- [Records shown]:

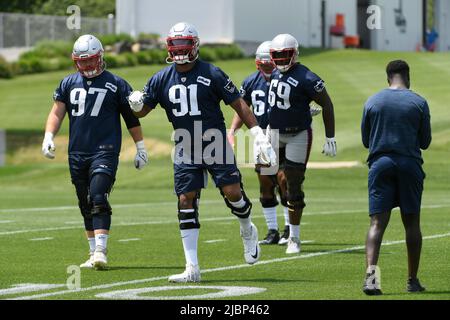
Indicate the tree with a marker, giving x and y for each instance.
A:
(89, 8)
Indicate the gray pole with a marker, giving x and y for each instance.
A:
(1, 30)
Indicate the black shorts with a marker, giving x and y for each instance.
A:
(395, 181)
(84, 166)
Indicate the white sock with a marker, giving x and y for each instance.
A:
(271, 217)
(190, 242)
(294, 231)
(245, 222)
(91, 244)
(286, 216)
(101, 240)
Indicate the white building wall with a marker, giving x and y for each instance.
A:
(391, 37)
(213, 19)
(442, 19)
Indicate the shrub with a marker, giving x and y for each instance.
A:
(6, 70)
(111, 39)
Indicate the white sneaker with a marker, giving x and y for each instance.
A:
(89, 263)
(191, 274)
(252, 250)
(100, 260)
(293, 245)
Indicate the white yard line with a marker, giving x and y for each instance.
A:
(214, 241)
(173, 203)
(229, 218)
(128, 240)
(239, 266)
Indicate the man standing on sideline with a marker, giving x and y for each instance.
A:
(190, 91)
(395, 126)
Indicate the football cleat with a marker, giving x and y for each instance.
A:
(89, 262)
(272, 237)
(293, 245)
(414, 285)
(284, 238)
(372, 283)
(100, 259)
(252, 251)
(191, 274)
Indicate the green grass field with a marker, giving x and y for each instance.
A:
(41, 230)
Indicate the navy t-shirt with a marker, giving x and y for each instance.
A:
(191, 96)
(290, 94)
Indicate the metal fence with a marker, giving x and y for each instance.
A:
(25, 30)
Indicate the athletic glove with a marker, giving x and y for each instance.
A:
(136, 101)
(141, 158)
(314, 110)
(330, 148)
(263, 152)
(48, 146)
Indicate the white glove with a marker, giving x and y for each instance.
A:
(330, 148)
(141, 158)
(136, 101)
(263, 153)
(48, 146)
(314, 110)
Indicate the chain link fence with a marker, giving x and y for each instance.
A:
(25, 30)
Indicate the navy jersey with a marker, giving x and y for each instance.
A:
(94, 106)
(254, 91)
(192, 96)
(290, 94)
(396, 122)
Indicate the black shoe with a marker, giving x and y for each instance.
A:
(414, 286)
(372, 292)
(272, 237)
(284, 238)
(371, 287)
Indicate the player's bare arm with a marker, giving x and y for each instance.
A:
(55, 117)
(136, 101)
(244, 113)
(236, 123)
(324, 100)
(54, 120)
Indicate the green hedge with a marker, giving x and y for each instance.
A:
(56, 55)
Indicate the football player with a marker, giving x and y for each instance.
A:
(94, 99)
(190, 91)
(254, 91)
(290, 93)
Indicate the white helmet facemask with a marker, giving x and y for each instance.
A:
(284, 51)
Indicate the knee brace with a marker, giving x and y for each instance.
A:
--
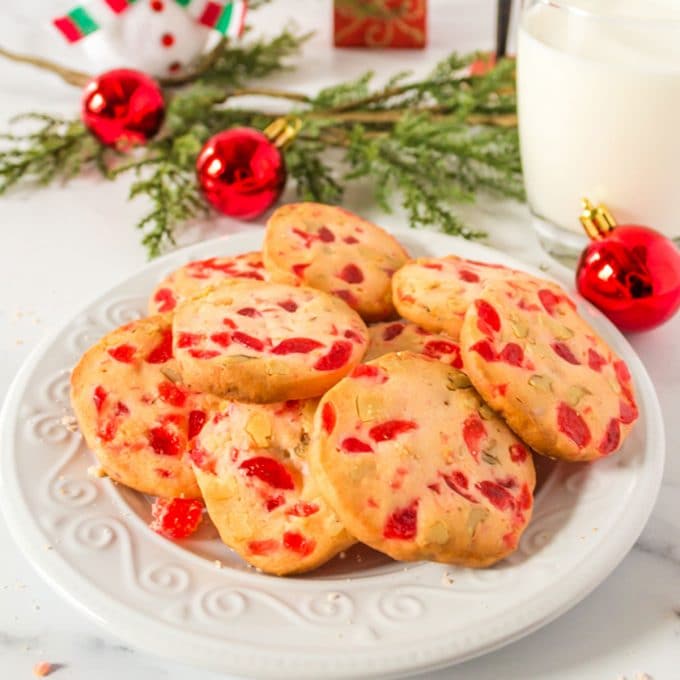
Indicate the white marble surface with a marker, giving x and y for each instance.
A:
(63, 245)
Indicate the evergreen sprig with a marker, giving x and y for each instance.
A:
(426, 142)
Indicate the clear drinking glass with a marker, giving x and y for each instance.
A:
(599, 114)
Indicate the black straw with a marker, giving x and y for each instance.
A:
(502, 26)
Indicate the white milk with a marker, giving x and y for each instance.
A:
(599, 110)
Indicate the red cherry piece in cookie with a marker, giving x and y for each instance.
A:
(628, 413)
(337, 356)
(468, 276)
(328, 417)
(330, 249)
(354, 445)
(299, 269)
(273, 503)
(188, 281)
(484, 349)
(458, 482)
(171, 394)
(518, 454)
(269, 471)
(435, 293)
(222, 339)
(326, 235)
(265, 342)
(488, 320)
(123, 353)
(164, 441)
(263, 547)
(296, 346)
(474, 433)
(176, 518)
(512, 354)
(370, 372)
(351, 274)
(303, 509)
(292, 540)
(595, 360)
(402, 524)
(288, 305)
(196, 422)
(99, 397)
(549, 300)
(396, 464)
...
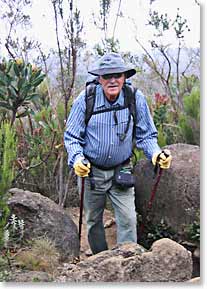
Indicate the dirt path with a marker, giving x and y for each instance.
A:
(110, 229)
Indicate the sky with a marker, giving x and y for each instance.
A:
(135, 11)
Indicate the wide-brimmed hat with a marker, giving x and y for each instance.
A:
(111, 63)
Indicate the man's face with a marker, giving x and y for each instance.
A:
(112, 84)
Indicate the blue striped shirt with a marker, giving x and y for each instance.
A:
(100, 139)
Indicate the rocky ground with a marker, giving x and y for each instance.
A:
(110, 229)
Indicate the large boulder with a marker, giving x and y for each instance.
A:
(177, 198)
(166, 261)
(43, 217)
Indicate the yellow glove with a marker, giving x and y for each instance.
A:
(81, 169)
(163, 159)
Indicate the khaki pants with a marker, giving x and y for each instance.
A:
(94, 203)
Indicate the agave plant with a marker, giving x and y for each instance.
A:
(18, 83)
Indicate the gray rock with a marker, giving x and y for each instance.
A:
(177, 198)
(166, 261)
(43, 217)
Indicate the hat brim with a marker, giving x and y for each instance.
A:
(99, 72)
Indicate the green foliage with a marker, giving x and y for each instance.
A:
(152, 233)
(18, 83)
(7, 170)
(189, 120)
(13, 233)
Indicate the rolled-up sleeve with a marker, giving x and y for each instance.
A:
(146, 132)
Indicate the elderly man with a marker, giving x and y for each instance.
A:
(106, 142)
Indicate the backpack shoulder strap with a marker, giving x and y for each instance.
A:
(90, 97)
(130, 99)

- [Exercise description]:
Within the listing above, work out how many lines hold "navy", and answer with that number only.

- [Your solution]:
2